• [EXERCISE TASK] Please copy the data below word for word, leaving out the pictures.
□ □ □ □ □
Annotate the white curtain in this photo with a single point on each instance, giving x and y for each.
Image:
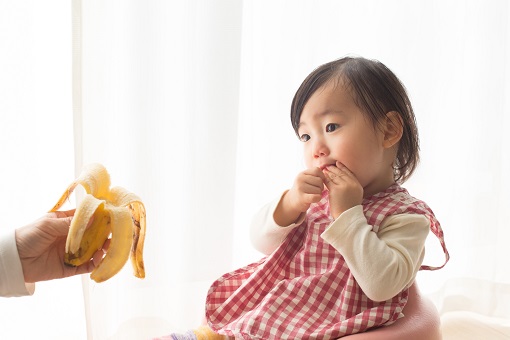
(37, 153)
(187, 104)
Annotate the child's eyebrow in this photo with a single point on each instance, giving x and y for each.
(321, 114)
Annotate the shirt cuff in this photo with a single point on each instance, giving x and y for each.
□ □ □ □ □
• [ANSWER BELOW]
Annotate the white curtain in this photo with a single point on each instance, giving x and y for each.
Image:
(37, 153)
(187, 104)
Annotate the child's eyebrow in this photo with a single point on each instance, giving x and y for each.
(321, 114)
Annotate the shirt cuff in this photo with a single point on each instance, giving x and y for each.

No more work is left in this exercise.